WHAT THE EXERCISE ASKS = A verbatim copy of the listing is the expected output.

+===+

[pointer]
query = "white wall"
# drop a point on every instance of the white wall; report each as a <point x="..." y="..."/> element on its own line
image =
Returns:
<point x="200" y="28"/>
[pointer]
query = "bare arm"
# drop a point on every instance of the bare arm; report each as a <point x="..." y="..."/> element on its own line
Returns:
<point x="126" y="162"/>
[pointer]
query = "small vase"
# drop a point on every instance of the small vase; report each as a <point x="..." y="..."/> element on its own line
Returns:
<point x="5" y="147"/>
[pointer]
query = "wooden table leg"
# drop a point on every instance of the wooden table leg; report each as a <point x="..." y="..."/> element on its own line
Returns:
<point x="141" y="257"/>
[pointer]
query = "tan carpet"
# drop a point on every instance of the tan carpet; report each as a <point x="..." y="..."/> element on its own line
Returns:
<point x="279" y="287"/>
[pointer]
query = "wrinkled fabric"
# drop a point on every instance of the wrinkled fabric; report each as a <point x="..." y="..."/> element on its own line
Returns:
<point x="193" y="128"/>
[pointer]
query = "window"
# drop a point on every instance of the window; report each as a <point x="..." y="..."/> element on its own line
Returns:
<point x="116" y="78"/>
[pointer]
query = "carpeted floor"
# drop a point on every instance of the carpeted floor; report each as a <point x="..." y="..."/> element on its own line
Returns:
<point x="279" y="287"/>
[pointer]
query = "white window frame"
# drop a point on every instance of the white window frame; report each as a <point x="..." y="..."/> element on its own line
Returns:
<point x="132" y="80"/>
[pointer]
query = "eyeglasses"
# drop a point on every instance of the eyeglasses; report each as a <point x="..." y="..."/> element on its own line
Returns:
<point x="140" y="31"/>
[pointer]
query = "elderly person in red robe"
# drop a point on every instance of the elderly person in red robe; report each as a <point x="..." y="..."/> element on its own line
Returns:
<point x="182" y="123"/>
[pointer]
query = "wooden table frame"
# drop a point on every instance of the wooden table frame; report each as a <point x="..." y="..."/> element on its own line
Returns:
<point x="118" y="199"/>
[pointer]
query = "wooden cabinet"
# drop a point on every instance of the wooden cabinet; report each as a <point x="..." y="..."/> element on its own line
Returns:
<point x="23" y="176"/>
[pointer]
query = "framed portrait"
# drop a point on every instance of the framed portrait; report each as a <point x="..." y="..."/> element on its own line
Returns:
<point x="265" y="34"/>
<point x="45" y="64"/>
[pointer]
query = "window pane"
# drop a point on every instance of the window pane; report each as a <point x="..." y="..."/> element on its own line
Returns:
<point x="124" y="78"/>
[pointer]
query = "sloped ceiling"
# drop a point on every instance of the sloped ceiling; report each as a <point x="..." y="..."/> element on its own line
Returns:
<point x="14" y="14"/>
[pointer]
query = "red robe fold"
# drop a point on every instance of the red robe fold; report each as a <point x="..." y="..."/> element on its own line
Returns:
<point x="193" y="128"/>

+===+

ANSWER TO THE EXERCISE =
[pointer]
query = "white wall"
# drop a point on every instance of the white wall; report each as a <point x="..." y="..."/> element on its own line
image =
Returns:
<point x="200" y="28"/>
[pointer]
query = "bare arm"
# drop a point on every instance of the bare arm; report each as a <point x="..." y="..."/> element on its own line
Returns:
<point x="126" y="162"/>
[pointer]
query = "small vase"
# drop a point on every instance of the small vase; report each as a <point x="..." y="..."/> element on its own line
Returns:
<point x="5" y="147"/>
[pointer]
query = "wooden table leg"
# drop a point on every instance of the wooden table leg; report each as a <point x="..." y="..."/> element on its own line
Returns:
<point x="141" y="257"/>
[pointer]
query = "tan carpet"
# drop a point on every instance of the tan carpet; report each as a <point x="..." y="..."/> element on its own line
Returns:
<point x="279" y="287"/>
[pointer]
query = "wrinkled fabric"
# drop a point on every instance of the wrinkled fabric; report each as a <point x="..." y="..."/> element on its own line
Returns:
<point x="193" y="128"/>
[pointer]
query = "window"
# drop a point on every instance of the window; report each as a <point x="..." y="..."/> element on its own line
Returns:
<point x="116" y="78"/>
[pointer]
query = "carpeted floor"
# drop a point on every instance of the carpeted floor; report each as a <point x="..." y="..."/> element on its own line
Returns:
<point x="279" y="287"/>
[pointer]
query = "white window frame"
# drop a point on every instance of the white window frame; report each as a <point x="..." y="..."/> element on its own line
Returns:
<point x="132" y="80"/>
[pointer]
query = "eyeglasses"
# drop a point on every instance of the eyeglasses; report each as a <point x="..." y="..."/> element on its own line
Returns:
<point x="140" y="31"/>
[pointer]
query = "elderly person in red robe"
# drop a point on every instance of the elderly person in red robe; report each as a <point x="..." y="..."/> element on its own line
Returns:
<point x="182" y="123"/>
[pointer]
query = "wooden table frame"
# drop a point on every instance of the wooden table frame; report each as a <point x="..." y="..."/> element on its own line
Returns:
<point x="118" y="199"/>
[pointer]
query = "wooden cabinet"
# drop a point on every instance of the wooden cabinet; report each as a <point x="..." y="..."/> element on its own line
Returns:
<point x="23" y="176"/>
[pointer]
query = "framed portrait"
# drop a point on every instance of the framed portrait; report each as a <point x="..." y="..."/> element on its own line
Returns:
<point x="265" y="34"/>
<point x="45" y="64"/>
[pointer]
query = "window pane"
# drop a point on every instance of the window pane; report each as a <point x="..." y="..."/> element on its own line
Returns:
<point x="124" y="78"/>
[pointer]
query = "sloped ceiling"
# drop a point on every instance of the sloped ceiling; report each as a <point x="..." y="..."/> element on its own line
Returns:
<point x="14" y="14"/>
[pointer]
query = "red robe fold"
# drop a point on every instance of the red robe fold; report each as a <point x="..." y="..."/> element on its own line
Returns:
<point x="193" y="128"/>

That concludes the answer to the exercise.